What to do =
1: Repeat the part of the Road to Camelot passage from "Larry O’Brien, a" up to and including "the grassroots level.", word for word.
2: In the Road to Camelot passage, which people have their words introduced with "said"?
3: Turn the paragraph of the Road to Camelot passage that begins "“Road to Camelot” argues" into a short bulleted list that keeps its main points.

Passage given =
········
LBJ never takes up the offer. But the 1956 Democratic convention that nominated Adlai Stevenson formally considers John F. Kennedy for VP. And even though Kennedy does not receive the nod, from that moment on, he was off and running for national office, collecting contact information on everyone who came in his orbit, setting up “Kennedy clubs,” and polling public attitudes towards his Catholic faith.

Larry O’Brien, a Kennedy political strategist, is quoted in the book expressing his surprise that the Massachusetts senator was left unchallenged at the grassroots level.

“Kennedy was able to work unopposed toward the nomination for months, at least as far as grassroots American politics was concerned,” O’Brien said. “The Washington columnists kept writing about what a political genius Lyndon Johnson was, and we kept locking up delegates.”

“Road to Camelot” argues that Kennedy’s Catholicism helped him more than it hurt him in the electoral college. It shows him playing “footsie” with southern segregationists, exchanging supportive letters with George Wallace. And it reveals that Kennedy’s own polling showed that the fall debates were not what they seemed. Kennedy’s polling found that while voters thought JFK looked better than the sweaty Richard Nixon – the underlying horse race had not measurably changed from its essentially tied reality.

How LBJ got the VP job

The book offers new detail on how Johnson ended up as vice president after Kennedy clinched the nomination.

Throughout the campaign, Kennedy had operated under the assumption that Johnson would never accept being No. 2 on the ticket. The VP nomination was going to Sen. (Stuart) Symington and “then everything changed,” said Wilkie. “It went haywire sometime after midnight when Kennedy was eating cereal. Dave Powers, (a Kennedy aide), got a message from Johnson saying: ‘LBJ now means Let’s Back Jack.’”

JFK and RFK batted around the question of whether Johnson should be on the ticket. They decided they didn’t want Johnson. “The issue was trust,” said Oliphant. “But still, they needed a way to placate the powerful Texan if they didn’t pick him but failed to find it.”

“Until a couple of year ago, I had no idea that John Kennedy rejected Lyndon Johnson barely two hours before he picked him as his running mate,” said Oliphant. “These bits of history are hardly deep, dark secrets. They have been hiding in plain sight for decades – mostly at the Kennedy Presidential Library.”

“But a lot of this stuff has barely been looked at,” Oliphant added.
········
Data block =
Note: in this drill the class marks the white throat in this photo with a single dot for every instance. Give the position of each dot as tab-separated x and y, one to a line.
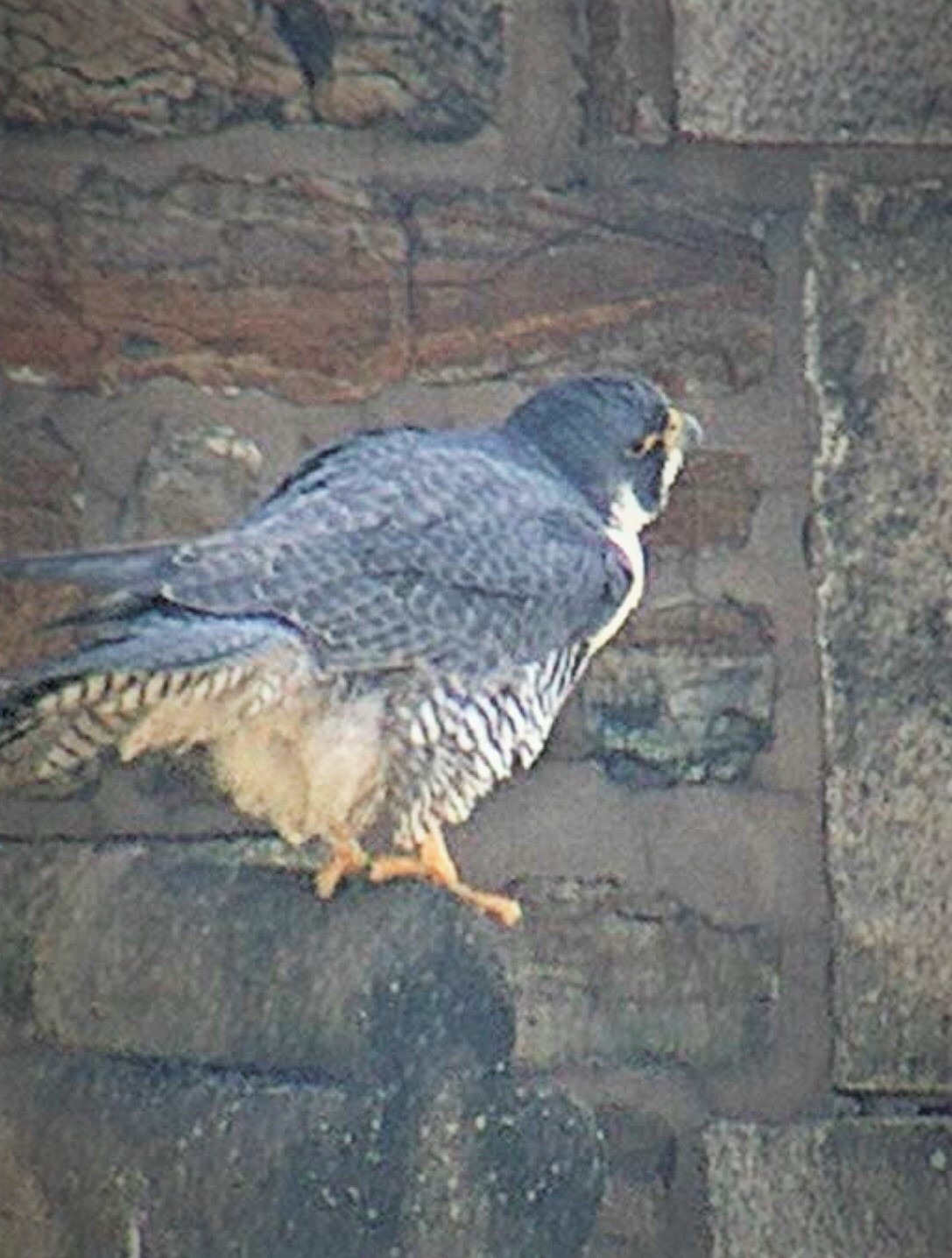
628	519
········
Correct answers =
1:
Larry O’Brien, a Kennedy political strategist, is quoted in the book expressing his surprise that the Massachusetts senator was left unchallenged at the grassroots level.

2: Larry O'Brien, Wilkie, Oliphant

3:
- Kennedy's Catholicism helped him more than it hurt him in the electoral college.
- He played "footsie" with southern segregationists and exchanged supportive letters with George Wallace.
- His own polling showed the fall debates were not what they seemed. Voters thought he looked better than the sweaty Richard Nixon, but the race had not measurably changed and stayed essentially tied.